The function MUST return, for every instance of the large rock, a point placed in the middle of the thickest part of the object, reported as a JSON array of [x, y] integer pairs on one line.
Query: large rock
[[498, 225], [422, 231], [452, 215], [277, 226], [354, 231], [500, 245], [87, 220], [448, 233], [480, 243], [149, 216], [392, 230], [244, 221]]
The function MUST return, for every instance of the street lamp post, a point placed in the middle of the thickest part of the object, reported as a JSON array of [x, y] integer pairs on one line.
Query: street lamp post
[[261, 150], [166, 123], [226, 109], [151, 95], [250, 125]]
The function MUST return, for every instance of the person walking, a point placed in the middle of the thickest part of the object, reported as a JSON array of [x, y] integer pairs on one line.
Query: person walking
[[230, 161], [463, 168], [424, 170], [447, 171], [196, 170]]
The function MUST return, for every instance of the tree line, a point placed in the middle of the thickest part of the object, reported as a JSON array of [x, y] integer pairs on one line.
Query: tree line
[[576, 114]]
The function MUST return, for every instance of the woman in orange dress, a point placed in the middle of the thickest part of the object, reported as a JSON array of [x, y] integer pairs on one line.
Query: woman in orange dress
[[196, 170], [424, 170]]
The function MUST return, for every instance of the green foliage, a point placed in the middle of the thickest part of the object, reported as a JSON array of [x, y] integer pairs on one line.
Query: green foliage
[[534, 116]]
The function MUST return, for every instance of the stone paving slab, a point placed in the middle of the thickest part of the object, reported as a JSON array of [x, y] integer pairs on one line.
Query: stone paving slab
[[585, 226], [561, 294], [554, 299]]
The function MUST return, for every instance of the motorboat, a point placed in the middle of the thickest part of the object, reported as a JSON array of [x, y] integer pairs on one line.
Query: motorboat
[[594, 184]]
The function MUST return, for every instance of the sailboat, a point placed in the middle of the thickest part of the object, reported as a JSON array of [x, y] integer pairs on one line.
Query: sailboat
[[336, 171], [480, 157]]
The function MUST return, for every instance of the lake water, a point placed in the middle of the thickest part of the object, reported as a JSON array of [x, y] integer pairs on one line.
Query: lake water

+--

> _TASK DESCRIPTION_
Please rewrite all of the items above, replacing "thickest part" with "widest part" and keeping everything else unchanged.

> _ANSWER TO THE TASK_
The function MUST return, for every instance of the large rock, a point placed in the middle of the widest part of the object, reported as a JSON array of [x, y] integer pairs on one line.
Query: large rock
[[498, 225], [422, 231], [452, 215], [277, 226], [354, 231], [500, 245], [87, 220], [448, 233], [480, 243], [149, 216], [392, 230], [244, 221]]
The function MUST return, for every instance of the street lamp post, a point placed in the middle of the widest part of the object, reported as a JSON array of [x, y] integer pairs on one line.
Query: street lamp post
[[261, 150], [166, 123], [226, 109], [151, 95], [250, 125]]
The function MUST return, for every instance of the person walking, a point placed in the middle of the widest part of the object, reported as a JSON array of [x, y] integer pairs on one line.
Query: person walking
[[230, 161], [463, 168], [424, 170], [447, 171], [196, 170]]
The function MUST return, for every instance of the tree line, a point placed in the middle of the widest part of the object, reported as a JSON array of [x, y] integer pairs on one line.
Query: tree line
[[576, 114]]
The function MUST return, for every instance of the woman in orange dress, a point placed in the middle of the widest part of the object, reported as a JSON array of [x, y] integer pairs on one line.
Query: woman in orange dress
[[196, 170], [424, 170]]
The function MUST return, for every instance of the green foliage, a point placed in the middle of the widest part of the object, reported as a JSON array of [x, y] integer pairs on one line.
Query: green foliage
[[534, 116]]
The function MUST return, for every instance of the stone paving slab, a point placed in the middle of the widest part of the object, reported as a JSON array of [x, y] integer pairs on one line.
Query: stone paving slab
[[585, 226], [561, 294], [554, 299]]
The function MUST return, for every instance of the motorboat, a point placed in the middle of the widest part of the object, reported as a JSON array of [x, y] integer pairs on one line.
Query: motorboat
[[594, 184]]
The function MUST return, for every instance of the sailboat, a point placed in the middle of the widest part of the object, reported as a JSON array of [x, y] integer pairs on one line.
Query: sailboat
[[336, 171], [480, 157]]
The function MUST return, for every instance of the lake water, a point placed in the middle of the widest part of the object, reported as a JSON array of [x, y] integer pairs on one line.
Query: lake water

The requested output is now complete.